─── Page excerpt

# First Wedding (crits and comments please)



## J.Bat (Dec 20, 2008)

Ok today I did my first wedding, here are a few shots that I have edited so far. Let me know what you think. Will update.


----------



## samal (Dec 20, 2008)

I am a noob in this, so take it with grain of salt, but:

Horizon doesn't look straight on few of them - it is very noticable on 2 and 7, but few others as well

on 8, I would add more DOF to have all 3 subjects on focus, or would focus on a bride, not on the kid in front

I like the last shot, just wish the groom would not look so depressed


----------



## seth-trenda (Dec 20, 2008)

If this is your first wedding you did a great job. The one thing that i noticed though is you need to keep your eye open for weird things in the background like the flag in #1. Even though it is out of focus it is a bit distracting from the bride. And also i would make the portraits of the bride look a bit softer. Remember this is the day that she wants to remember looking beautiful, So I always like to help them out.  :0) But over all great job! You have a good eye.


----------



## J.Bat (Dec 20, 2008)

Thank you, is there a way to clean up the grain??


----------



## tommyqh (Jan 2, 2009)

J.Bat said:


> Thank you, is there a way to clean up the grain??



I don't see any post processing done.  I suggest using Adobe Lightroom2 to remove a lot of the noise. It can also help you straighten the pictures

I also have OnOne Software add-ons for photoshop cs3/cs4 for additional post processing work to give that warm dreamy look.

good luck!


----------



## LarissaPhotography (Jan 2, 2009)

──────

Things to do —
- 1) In the forum thread about a first wedding shoot, which program does tommyqh recommend for removing noise?
- 2) Count the lines of the records that contain the string "tall", with case counting, and give only the number.

─── Input

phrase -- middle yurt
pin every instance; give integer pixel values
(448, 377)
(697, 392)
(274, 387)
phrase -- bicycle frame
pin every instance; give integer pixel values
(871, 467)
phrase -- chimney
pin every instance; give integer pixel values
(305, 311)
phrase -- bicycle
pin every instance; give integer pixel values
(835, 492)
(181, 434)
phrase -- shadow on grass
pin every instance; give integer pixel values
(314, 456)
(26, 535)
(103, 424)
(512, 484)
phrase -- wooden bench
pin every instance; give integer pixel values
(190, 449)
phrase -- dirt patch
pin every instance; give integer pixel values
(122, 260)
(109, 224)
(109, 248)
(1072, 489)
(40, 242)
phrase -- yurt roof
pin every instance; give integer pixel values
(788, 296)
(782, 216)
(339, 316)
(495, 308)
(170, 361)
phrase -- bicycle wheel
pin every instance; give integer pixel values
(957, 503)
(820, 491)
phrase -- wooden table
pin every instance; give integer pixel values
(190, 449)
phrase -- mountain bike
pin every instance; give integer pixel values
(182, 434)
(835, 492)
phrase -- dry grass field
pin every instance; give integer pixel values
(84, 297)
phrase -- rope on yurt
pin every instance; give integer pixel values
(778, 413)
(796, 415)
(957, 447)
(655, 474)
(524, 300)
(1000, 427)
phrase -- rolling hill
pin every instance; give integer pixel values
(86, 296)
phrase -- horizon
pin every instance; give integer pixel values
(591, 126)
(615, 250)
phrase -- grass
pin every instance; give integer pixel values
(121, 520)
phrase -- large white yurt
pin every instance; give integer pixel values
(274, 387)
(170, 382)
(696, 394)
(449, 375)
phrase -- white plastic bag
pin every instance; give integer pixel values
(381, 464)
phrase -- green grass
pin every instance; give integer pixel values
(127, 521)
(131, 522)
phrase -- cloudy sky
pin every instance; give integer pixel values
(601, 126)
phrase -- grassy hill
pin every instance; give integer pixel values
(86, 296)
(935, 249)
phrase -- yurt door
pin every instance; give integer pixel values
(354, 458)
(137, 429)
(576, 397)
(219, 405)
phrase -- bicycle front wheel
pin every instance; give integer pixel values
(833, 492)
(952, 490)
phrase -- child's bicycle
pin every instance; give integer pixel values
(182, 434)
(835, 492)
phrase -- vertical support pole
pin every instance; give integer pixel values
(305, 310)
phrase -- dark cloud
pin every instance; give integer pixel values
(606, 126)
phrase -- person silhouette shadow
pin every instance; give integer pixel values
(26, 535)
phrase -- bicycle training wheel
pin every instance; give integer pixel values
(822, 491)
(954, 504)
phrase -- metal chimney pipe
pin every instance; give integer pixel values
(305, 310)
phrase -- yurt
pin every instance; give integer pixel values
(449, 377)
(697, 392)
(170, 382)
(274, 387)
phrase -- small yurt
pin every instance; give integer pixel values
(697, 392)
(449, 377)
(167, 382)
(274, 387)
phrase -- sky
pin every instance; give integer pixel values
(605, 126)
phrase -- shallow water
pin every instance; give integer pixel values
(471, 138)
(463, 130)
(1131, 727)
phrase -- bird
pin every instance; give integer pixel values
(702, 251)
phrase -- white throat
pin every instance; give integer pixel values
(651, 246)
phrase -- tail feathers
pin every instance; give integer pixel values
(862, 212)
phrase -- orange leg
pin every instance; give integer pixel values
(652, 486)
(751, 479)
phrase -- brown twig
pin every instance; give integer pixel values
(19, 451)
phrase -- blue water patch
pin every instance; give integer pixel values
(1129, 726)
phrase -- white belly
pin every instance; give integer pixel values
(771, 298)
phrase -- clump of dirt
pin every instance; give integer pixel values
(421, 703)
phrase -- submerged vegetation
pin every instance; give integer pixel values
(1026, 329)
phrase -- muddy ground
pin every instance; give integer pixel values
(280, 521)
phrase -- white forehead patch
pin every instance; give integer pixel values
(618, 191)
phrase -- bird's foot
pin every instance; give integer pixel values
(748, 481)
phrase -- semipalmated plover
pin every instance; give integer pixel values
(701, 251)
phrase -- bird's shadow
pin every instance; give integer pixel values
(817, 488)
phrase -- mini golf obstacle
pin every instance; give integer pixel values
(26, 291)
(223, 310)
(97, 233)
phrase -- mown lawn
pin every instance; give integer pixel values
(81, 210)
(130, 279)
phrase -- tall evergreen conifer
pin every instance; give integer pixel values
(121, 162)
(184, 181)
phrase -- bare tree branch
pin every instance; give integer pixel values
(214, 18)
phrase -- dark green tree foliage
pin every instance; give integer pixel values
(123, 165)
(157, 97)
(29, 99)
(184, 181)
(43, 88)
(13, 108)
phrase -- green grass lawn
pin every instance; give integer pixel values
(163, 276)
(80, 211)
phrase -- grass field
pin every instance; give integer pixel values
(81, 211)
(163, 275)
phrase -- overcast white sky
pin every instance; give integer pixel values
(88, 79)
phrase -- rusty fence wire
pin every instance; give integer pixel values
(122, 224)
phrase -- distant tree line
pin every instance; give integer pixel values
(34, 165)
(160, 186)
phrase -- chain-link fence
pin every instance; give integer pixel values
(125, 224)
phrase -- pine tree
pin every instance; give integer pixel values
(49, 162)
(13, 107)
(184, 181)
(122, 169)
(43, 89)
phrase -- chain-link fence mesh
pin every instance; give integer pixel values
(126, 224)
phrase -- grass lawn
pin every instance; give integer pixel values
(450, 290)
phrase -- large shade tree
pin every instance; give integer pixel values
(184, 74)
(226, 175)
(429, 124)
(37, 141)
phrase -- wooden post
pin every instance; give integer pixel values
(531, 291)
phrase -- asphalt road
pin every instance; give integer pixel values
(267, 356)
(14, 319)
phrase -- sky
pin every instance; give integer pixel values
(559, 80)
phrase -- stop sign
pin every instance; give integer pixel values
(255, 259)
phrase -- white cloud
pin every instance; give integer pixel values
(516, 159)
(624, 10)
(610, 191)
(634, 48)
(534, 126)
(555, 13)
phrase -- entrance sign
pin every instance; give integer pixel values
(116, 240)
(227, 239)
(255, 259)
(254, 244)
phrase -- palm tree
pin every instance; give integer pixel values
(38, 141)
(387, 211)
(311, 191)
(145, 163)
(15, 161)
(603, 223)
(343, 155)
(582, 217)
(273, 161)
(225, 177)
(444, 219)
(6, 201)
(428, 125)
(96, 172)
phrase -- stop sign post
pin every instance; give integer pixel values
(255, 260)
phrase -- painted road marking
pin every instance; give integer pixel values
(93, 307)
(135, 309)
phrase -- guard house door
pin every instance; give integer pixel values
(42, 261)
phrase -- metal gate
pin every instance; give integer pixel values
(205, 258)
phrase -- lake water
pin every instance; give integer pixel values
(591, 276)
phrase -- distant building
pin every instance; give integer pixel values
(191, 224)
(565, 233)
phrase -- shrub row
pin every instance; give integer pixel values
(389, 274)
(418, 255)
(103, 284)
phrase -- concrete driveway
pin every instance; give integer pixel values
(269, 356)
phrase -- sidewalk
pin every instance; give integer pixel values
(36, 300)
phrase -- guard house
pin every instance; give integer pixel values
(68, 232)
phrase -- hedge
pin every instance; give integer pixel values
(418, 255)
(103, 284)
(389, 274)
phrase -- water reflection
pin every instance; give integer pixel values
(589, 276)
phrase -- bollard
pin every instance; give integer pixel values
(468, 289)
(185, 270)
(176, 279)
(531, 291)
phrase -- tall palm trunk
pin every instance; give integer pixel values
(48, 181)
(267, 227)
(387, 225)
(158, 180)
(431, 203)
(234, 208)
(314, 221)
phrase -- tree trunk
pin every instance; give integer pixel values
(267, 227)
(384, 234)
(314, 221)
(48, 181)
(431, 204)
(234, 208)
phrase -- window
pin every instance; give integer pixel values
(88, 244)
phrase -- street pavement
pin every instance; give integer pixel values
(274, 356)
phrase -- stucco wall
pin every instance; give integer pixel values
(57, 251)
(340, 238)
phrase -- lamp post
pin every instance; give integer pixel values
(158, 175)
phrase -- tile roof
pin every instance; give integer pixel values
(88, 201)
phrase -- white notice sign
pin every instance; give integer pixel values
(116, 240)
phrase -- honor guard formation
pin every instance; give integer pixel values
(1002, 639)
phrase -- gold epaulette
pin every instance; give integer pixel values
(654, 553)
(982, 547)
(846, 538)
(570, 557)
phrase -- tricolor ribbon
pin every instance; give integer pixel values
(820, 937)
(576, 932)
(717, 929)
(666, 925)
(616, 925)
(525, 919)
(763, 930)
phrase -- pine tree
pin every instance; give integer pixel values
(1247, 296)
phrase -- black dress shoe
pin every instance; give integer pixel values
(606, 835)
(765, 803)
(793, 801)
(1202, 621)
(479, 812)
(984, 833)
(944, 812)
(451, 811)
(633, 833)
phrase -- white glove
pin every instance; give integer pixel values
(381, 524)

──────

Final results —
- 1) Adobe Lightroom2

- 2) 2